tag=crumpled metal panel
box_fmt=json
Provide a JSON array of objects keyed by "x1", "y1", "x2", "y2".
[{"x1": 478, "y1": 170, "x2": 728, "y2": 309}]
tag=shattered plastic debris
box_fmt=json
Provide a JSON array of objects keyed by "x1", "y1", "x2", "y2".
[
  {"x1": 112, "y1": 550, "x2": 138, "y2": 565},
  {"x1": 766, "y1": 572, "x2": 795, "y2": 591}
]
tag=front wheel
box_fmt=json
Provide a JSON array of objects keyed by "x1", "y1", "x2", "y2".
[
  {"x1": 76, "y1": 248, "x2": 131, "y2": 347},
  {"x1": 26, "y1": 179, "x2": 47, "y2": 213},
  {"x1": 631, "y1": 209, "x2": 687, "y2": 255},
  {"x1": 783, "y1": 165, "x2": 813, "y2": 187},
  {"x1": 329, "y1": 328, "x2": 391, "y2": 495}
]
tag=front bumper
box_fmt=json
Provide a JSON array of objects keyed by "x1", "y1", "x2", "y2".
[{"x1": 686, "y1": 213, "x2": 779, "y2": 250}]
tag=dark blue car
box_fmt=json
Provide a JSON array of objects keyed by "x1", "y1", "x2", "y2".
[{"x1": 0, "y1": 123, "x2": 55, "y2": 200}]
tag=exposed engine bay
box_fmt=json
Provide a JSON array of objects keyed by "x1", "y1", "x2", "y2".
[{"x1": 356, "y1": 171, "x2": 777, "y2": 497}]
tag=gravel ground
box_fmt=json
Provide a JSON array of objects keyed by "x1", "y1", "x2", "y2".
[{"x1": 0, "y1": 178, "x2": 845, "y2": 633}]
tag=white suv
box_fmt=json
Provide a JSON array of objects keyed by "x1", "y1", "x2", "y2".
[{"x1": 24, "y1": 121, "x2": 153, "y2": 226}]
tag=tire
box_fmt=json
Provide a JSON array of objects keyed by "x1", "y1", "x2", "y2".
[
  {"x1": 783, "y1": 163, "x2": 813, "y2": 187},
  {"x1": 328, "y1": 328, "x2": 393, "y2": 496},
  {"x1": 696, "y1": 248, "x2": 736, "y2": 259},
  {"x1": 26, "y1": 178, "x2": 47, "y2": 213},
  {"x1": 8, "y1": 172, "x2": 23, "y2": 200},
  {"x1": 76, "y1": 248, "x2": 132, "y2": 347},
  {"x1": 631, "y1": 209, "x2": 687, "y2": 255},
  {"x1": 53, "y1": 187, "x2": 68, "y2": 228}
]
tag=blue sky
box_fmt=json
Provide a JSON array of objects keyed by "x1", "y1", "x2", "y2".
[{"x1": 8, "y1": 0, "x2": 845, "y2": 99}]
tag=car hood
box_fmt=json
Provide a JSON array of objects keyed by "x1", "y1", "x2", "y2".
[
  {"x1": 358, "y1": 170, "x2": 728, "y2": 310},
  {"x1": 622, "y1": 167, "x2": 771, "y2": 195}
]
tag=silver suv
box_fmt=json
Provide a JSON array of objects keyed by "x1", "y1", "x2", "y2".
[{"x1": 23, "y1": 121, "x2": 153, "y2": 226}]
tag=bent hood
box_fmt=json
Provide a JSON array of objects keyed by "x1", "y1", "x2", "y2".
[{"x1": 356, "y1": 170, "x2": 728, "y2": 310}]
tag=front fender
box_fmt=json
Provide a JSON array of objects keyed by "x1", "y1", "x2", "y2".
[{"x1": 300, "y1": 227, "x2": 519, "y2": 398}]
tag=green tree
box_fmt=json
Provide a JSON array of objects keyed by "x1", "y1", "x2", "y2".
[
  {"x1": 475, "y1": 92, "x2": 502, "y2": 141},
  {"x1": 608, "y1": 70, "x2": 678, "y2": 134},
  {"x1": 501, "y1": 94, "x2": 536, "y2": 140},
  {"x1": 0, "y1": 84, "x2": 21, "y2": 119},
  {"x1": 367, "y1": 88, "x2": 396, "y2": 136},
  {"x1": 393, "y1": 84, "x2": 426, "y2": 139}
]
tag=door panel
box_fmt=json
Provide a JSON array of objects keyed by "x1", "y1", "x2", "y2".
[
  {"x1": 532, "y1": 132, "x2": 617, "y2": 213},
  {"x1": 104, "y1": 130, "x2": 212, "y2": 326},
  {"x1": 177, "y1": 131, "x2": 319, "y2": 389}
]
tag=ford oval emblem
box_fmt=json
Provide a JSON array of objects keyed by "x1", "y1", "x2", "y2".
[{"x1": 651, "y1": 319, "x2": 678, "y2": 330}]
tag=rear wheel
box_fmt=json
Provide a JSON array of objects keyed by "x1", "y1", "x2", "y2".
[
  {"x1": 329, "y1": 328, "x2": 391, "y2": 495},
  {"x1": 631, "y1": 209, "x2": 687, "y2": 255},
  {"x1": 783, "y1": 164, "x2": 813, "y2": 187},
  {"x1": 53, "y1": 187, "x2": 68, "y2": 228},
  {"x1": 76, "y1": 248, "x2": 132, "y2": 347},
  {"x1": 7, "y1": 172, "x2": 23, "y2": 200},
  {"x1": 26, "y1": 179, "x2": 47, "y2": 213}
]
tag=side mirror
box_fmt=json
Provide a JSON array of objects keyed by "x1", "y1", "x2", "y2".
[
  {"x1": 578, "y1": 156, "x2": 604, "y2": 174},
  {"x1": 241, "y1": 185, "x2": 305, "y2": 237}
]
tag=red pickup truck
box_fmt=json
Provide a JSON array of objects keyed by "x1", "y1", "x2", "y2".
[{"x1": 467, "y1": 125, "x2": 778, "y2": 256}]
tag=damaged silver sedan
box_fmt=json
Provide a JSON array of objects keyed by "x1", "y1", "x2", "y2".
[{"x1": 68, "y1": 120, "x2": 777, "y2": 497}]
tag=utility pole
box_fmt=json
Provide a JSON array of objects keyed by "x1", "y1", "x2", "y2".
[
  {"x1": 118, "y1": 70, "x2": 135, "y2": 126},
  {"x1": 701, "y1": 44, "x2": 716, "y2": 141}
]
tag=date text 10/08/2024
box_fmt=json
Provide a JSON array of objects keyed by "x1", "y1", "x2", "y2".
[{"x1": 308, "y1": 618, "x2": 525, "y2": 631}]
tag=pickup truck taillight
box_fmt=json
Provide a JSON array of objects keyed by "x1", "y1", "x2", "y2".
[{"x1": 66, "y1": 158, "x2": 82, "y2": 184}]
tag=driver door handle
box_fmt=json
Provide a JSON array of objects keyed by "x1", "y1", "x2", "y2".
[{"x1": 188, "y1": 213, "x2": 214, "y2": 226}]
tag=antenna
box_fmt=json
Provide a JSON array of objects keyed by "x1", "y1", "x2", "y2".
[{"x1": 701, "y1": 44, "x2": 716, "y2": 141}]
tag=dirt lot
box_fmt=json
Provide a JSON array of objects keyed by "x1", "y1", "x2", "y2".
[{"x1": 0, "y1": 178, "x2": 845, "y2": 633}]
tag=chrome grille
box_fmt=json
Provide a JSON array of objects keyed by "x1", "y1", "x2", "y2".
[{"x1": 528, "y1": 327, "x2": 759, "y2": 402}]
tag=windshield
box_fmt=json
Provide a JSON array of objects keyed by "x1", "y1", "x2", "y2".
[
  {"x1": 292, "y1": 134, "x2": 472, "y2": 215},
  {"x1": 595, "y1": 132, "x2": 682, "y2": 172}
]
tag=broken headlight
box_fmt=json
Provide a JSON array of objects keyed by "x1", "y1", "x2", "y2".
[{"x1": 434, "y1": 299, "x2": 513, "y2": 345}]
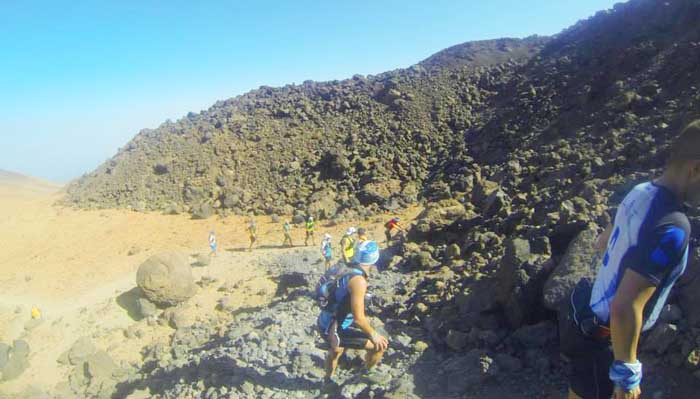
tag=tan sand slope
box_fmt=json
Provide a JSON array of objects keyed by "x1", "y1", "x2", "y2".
[{"x1": 0, "y1": 173, "x2": 418, "y2": 393}]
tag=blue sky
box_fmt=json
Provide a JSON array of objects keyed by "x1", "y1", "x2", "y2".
[{"x1": 0, "y1": 0, "x2": 615, "y2": 182}]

> _Problem_:
Gather every line from the lines above that contains the string "silver", matching case exactly.

> _Right answer_:
tag=silver suv
tag=damaged silver sedan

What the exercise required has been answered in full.